# INSTRUCTIONS FOR THE TASK:
Return, word for word, only the lines of the data below that lie between the line with "Target: person's arm" and the line with "Reviewer note: confirm that each instance of the white picnic", those two lines included.

# SOURCE DATA:
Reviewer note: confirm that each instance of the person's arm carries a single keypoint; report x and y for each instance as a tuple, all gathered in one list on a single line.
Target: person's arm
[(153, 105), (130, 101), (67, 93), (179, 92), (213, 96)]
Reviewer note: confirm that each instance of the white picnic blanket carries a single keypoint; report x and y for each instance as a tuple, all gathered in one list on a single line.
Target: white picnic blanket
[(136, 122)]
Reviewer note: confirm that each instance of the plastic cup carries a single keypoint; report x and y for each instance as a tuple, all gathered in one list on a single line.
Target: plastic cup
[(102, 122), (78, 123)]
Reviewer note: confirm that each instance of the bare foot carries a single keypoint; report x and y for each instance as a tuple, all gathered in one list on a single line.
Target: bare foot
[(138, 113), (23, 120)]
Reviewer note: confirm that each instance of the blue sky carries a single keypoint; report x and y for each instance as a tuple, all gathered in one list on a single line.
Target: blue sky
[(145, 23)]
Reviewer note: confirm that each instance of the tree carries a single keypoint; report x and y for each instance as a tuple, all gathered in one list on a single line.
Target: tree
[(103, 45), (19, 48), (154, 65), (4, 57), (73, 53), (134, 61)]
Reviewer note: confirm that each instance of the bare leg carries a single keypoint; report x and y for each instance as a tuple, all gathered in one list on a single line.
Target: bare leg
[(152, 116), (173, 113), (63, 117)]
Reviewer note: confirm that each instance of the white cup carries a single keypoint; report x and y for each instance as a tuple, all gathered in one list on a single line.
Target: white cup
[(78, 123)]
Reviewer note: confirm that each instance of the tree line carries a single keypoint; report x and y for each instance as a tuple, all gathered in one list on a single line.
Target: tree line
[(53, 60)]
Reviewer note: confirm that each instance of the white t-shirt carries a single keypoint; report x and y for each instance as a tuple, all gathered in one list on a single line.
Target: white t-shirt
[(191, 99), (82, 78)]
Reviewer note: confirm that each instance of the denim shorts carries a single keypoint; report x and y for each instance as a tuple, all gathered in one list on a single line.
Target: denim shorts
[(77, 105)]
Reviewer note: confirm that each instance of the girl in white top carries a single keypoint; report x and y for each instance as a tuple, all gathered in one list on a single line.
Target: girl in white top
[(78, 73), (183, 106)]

# RESPONSE:
Target: person's arm
[(153, 105), (130, 101), (67, 93), (179, 92), (213, 96)]
Reviewer note: confirm that each instance of the white picnic blanket carries a single keypoint; report x and y for each instance as a tuple, all gathered in one list on a single line.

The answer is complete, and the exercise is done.